* _Obiettivi_
1) Rispondi a queste domande sul testo fornito:
(a) Quale data compare sopra il titolo "Sognare"?
(b) Come sogna la figlia chi scrive?
(c) In quali tre ambiti chi scrive sogna la pace?
2) Trascrivi fedelmente il passo del testo fornito che comincia con "Sognare la libertà, sognare" e prosegue fino a "capacità di giocare.".

* _Testo fornito_
>>>
Un piccolo diario che ha come filo conduttore il mio amore per la montagna e per i viaggi in genere... ma anche pensieri e riflessioni su quello che mi circonda perché il vero esploratore è colui che non ha paura di spogliarsi delle ipocrisie e aprirsi all'ignoto.

giovedì 23 dicembre 2010

Sognare

Ho un solo sogno, continuare a sognare...
Sognare la libertà, sognare la giustizia, sognare l'uguaglianza.
E magari non ci fosse la necessità di sognare...
Sognare mia figlia grande, sana e felice, volare con le sue ali, senza dimenticare il suo nido.
Sognare l'amore, amare ed essere amato, dare tutto senza pesarlo, ricevere tutto senza chiederlo.
Sognare la pace nel mondo, nel mio paese, in me stesso... e chissà qual'è più difficile da ottenere.
Sognare che i miei capelli, che si diradano e imbiancano, non impediscano che la mia mente e il mio cuore restino giovani e azzardino l'avventura, siano come bambini e conservino la capacità di giocare.
<<<
* _Dati raccolti_
>>>
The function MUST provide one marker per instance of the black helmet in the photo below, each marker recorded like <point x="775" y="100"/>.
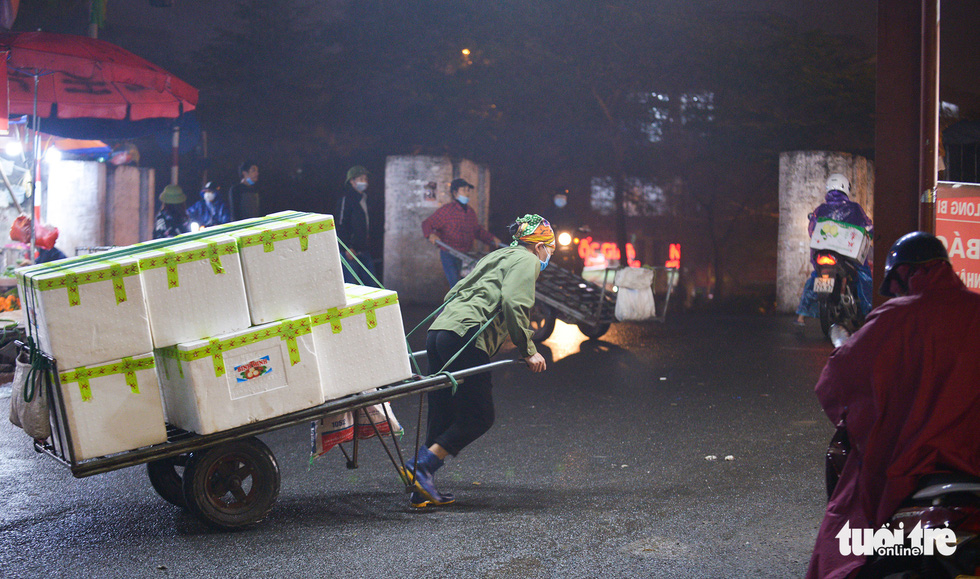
<<<
* _Risposte_
1)
(a) Giovedì 23 dicembre 2010.
(b) Grande, sana e felice, capace di volare con le sue ali senza dimenticare il suo nido.
(c) Nel mondo, nel proprio paese e in sé stesso.

2)
Sognare la libertà, sognare la giustizia, sognare l'uguaglianza.
E magari non ci fosse la necessità di sognare...
Sognare mia figlia grande, sana e felice, volare con le sue ali, senza dimenticare il suo nido.
Sognare l'amore, amare ed essere amato, dare tutto senza pesarlo, ricevere tutto senza chiederlo.
Sognare la pace nel mondo, nel mio paese, in me stesso... e chissà qual'è più difficile da ottenere.
Sognare che i miei capelli, che si diradano e imbiancano, non impediscano che la mia mente e il mio cuore restino giovani e azzardino l'avventura, siano come bambini e conservino la capacità di giocare.